**Brief:** Write out the data again exactly, skipping every picture.
++++ Data for the task ++++
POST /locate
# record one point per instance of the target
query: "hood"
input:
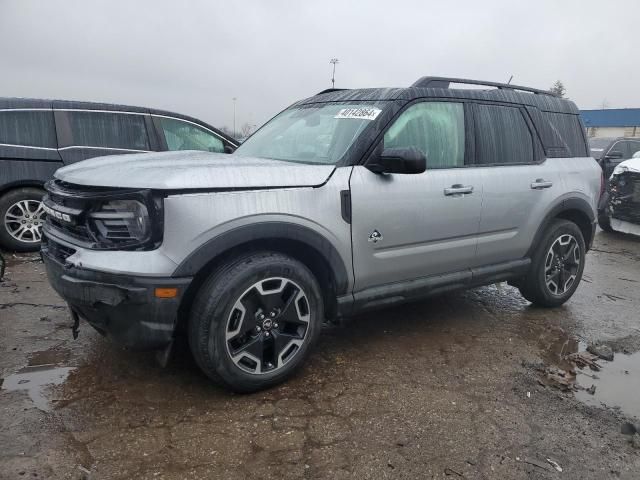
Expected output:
(631, 165)
(192, 170)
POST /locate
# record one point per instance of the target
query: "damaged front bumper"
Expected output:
(124, 308)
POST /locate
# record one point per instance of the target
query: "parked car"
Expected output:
(610, 151)
(621, 212)
(39, 136)
(346, 201)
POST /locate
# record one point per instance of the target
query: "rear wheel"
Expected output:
(22, 214)
(556, 267)
(254, 321)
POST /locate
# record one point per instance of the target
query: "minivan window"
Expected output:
(502, 136)
(569, 128)
(108, 130)
(29, 128)
(435, 128)
(186, 136)
(316, 134)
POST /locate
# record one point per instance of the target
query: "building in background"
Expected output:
(612, 122)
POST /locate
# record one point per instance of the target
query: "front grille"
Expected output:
(625, 197)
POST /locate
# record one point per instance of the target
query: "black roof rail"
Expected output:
(329, 90)
(444, 82)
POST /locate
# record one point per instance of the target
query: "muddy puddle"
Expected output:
(598, 382)
(43, 371)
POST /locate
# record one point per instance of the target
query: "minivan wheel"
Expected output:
(556, 267)
(22, 215)
(254, 321)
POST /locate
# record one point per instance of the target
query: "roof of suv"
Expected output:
(8, 103)
(502, 93)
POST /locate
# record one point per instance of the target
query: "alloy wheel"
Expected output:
(562, 264)
(267, 326)
(23, 221)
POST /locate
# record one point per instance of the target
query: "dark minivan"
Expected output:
(39, 136)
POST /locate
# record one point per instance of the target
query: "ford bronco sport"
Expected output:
(346, 201)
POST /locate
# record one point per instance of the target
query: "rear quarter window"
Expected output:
(569, 128)
(28, 128)
(108, 130)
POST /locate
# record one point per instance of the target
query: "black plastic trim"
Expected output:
(266, 231)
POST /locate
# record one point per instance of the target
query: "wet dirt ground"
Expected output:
(453, 387)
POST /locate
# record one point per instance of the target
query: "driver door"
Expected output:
(408, 226)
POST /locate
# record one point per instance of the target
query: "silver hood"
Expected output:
(192, 170)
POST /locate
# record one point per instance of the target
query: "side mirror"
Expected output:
(399, 160)
(614, 155)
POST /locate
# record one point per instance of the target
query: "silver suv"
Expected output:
(346, 201)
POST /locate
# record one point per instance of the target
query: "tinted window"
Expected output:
(568, 126)
(109, 130)
(186, 136)
(28, 128)
(435, 128)
(502, 136)
(634, 147)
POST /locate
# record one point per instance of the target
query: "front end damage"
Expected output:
(624, 200)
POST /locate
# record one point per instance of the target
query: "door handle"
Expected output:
(541, 183)
(458, 189)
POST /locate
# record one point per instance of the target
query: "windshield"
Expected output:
(597, 146)
(317, 134)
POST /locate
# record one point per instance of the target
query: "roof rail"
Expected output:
(444, 82)
(329, 90)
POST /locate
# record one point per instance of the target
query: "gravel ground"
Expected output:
(453, 387)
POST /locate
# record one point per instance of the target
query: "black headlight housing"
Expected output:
(104, 219)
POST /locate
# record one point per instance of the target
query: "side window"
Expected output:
(27, 128)
(436, 128)
(502, 136)
(108, 130)
(569, 128)
(186, 136)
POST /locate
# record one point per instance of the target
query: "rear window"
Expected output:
(569, 128)
(502, 136)
(33, 128)
(109, 130)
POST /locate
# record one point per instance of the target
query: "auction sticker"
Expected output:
(359, 113)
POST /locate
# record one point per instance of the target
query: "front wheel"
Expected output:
(556, 266)
(22, 214)
(254, 321)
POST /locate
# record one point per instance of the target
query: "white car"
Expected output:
(622, 211)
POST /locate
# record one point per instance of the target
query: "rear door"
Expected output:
(85, 134)
(410, 226)
(518, 184)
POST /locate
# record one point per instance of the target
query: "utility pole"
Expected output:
(333, 76)
(234, 117)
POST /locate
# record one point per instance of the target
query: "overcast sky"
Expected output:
(194, 57)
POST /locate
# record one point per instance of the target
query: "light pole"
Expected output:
(333, 77)
(234, 117)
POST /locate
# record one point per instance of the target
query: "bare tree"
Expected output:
(558, 89)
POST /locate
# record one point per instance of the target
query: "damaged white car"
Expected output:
(621, 205)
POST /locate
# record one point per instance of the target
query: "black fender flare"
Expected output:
(574, 203)
(211, 249)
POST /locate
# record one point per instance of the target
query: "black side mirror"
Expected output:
(614, 155)
(399, 160)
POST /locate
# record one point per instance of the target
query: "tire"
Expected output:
(255, 320)
(604, 221)
(555, 274)
(21, 219)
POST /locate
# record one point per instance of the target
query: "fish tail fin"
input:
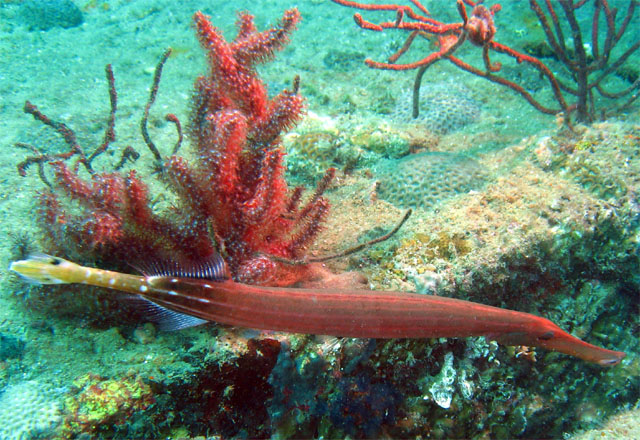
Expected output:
(46, 269)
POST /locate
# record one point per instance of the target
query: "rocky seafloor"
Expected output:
(509, 209)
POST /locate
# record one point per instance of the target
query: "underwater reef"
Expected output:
(545, 223)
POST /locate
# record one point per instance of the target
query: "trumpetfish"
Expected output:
(207, 293)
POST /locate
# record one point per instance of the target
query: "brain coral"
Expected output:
(27, 411)
(444, 107)
(422, 180)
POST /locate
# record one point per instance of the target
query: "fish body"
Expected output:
(338, 312)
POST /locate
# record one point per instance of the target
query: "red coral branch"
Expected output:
(233, 198)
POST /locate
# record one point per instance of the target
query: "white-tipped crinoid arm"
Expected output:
(46, 269)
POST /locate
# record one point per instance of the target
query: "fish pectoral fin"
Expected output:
(164, 318)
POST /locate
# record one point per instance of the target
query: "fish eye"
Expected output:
(546, 336)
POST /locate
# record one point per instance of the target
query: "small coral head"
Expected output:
(480, 27)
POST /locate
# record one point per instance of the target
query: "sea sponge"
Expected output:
(425, 179)
(28, 411)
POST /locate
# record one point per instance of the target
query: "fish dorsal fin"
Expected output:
(165, 319)
(213, 268)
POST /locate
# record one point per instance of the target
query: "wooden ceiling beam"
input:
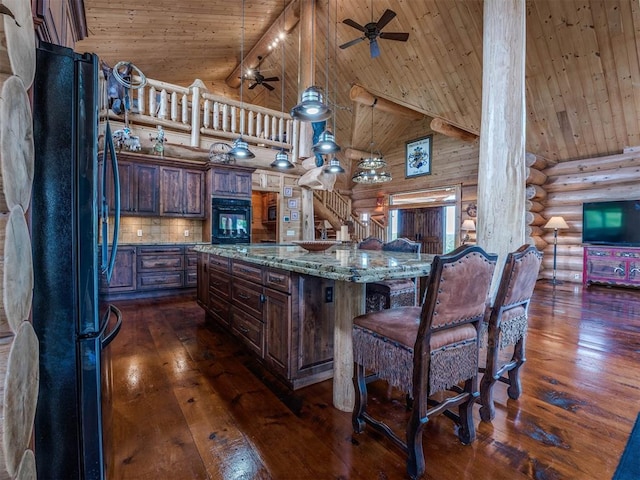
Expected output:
(361, 95)
(289, 18)
(440, 126)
++++
**Written answer:**
POST /locate
# record one point per instance of the target
query: "hood"
input:
Expected output:
(631, 165)
(192, 170)
POST /locate
# record one point per instance of the target
query: "damaged front bumper"
Expected output:
(124, 308)
POST /locate
# record one point per instance of the target
query: "parked car"
Expected output:
(610, 151)
(621, 212)
(39, 136)
(346, 201)
POST /locate
# record one point per instance of the target
query: "rear wheel"
Expected output:
(22, 214)
(556, 267)
(254, 321)
POST /locate
# record one point per instance of the target
query: "minivan window"
Expected output:
(502, 136)
(569, 128)
(108, 130)
(29, 128)
(435, 128)
(186, 136)
(316, 134)
POST /locate
# record one point per instance of the target
query: "building in background"
Expected output:
(612, 122)
POST /locate
# record one point per instance of the target
query: "front grille"
Expected output:
(625, 197)
POST /locate
# record one point per instance of the target
query: "black roof rail"
Expected output:
(329, 90)
(444, 82)
POST /locate
# record one point per instance of the target
query: "muddy puddle"
Expected output:
(598, 382)
(43, 371)
POST /locate
# record one point per instance of the target
query: "minivan wheel"
Expected output:
(556, 267)
(22, 215)
(254, 321)
POST /locate
# record one point per instance of the target
query: "roof of suv"
Expected output:
(8, 103)
(502, 93)
POST /locate
# record one point per instance of the target
query: "alloy wheel"
Expected output:
(562, 264)
(267, 326)
(23, 221)
POST /locate
# record one point per instance of the target
query: "dark minivan"
Expected output:
(39, 136)
POST /locate
# record one point per instance of the target
query: "ford bronco sport"
Expected output:
(346, 201)
POST /locate
# record one point per instance of the target
query: "rear quarter window"
Expected output:
(569, 128)
(28, 128)
(108, 130)
POST /locate
# record one point per instance of the target
query: "black plastic trim"
Expected output:
(266, 231)
POST /locate
# record one point per instance of the target
query: "wet dirt ground"
Expected output:
(453, 387)
POST /locate
# record one point per instance of the target
query: "driver door"
Expected output:
(408, 226)
POST /locate
# record one point per instance of the target
query: "silver hood"
Expected output:
(192, 170)
POST /locate
# record one point per instance of the target
query: "side mirror"
Expected output:
(399, 160)
(614, 155)
POST /locate
# record one point per instance of the target
query: "silver suv"
Expected output:
(346, 201)
POST /locate
# record one point per instance of the target
query: "tinted window"
Expected output:
(568, 126)
(109, 130)
(186, 136)
(28, 128)
(435, 128)
(502, 136)
(634, 147)
POST /locate
# record one point per instance of the target
query: "front end damage"
Expected output:
(624, 200)
POST /locate
# record one point per instance of the target
query: "door handle"
Expected output:
(541, 183)
(458, 189)
POST /locate
# record one point per instance of the target
query: "windshield"
Expected output:
(597, 146)
(317, 134)
POST /locate
# record one point per instance of the target
query: "roof rail"
Expected output:
(444, 82)
(329, 90)
POST /locate
# record one point per instance of the target
query: "gravel ground"
Expected output:
(453, 387)
POST /locate
# record one point per instance of the target
query: "black headlight housing"
Expected output:
(104, 219)
POST /locate
# record one point per instance of the target
query: "side window"
Expected output:
(27, 128)
(436, 128)
(502, 136)
(108, 130)
(569, 128)
(186, 136)
POST /locate
# record one point per instance of the target
query: "rear window"
Expected output:
(569, 128)
(502, 136)
(33, 128)
(109, 130)
POST /locate
# record one point per instance of the target
query: "auction sticker"
Expected output:
(359, 113)
POST /locate
# record one point per instance of the target
query: "front wheel"
Expected output:
(556, 266)
(22, 214)
(254, 321)
POST /locate
# record one point per instance of the target
query: "white car"
Expected output:
(622, 211)
POST /locate
# record one point per instance of the target
query: "rear door"
Expected output:
(85, 134)
(410, 226)
(518, 184)
POST /locate
# record one point per instance of the target
query: "utility pole"
Expected output:
(333, 76)
(234, 117)
POST /locate
# record one point per instance of the target
query: "overcast sky"
Expected output:
(194, 57)
POST /locate
# record one point per instance of the target
query: "light pole"
Expected output:
(333, 77)
(234, 117)
POST /locate
# record one point per instance of the target
query: "bare tree"
Expected output:
(558, 89)
POST /locate
# record one point per instance of the target
query: "damaged white car"
Expected output:
(621, 205)
POST /locate
# record one point per instance of the target
query: "black fender flare"
Expected output:
(574, 203)
(211, 249)
POST /locate
# record one point per instance of the target
query: "black side mirror"
Expected output:
(614, 155)
(399, 160)
POST /locate
# record one point per instance of the target
query: "tire"
Expected output:
(255, 320)
(604, 221)
(555, 274)
(21, 219)
POST /locate
# record one point per instance of the target
query: "fish tail fin"
input:
Expected output:
(46, 269)
POST /locate
# record one point per instance of the target
query: "rocky seafloor"
Expected output:
(509, 209)
POST /locate
# record one point per instance of the target
query: "underwater reef"
Expected output:
(545, 223)
POST /locate
# record one point per instance of the target
query: "trumpetfish"
Expected output:
(207, 293)
POST /locate
# record one point per instance of the target
query: "brain coral"
Expected output:
(27, 411)
(444, 107)
(422, 180)
POST /locate
# record one point per instance of the target
query: "fish body"
Expected output:
(338, 312)
POST /locate
# record one point per instance of the target
query: "red coral branch"
Expected output:
(233, 198)
POST /locate
# record one point per instance of the target
query: "white-tipped crinoid arm"
Expected output:
(46, 269)
POST /locate
# record one point per instance of the target
query: "fish pectoral fin"
Expected output:
(164, 318)
POST /locate
# record one point per instance of the target
query: "fish eye"
Expected output:
(546, 336)
POST /locate
# record one point per instance of the target
query: "small coral head"
Expected output:
(480, 27)
POST /locate
# record one point per instance of the target
query: "sea sponge"
Expected output:
(425, 179)
(28, 411)
POST /locate
# record one point per instance of the target
query: "fish dorsal fin"
Expected output:
(165, 319)
(213, 268)
POST /locate
# record one point per instance of the target
query: "wooden ceiling beam"
input:
Expected output:
(361, 95)
(289, 18)
(440, 126)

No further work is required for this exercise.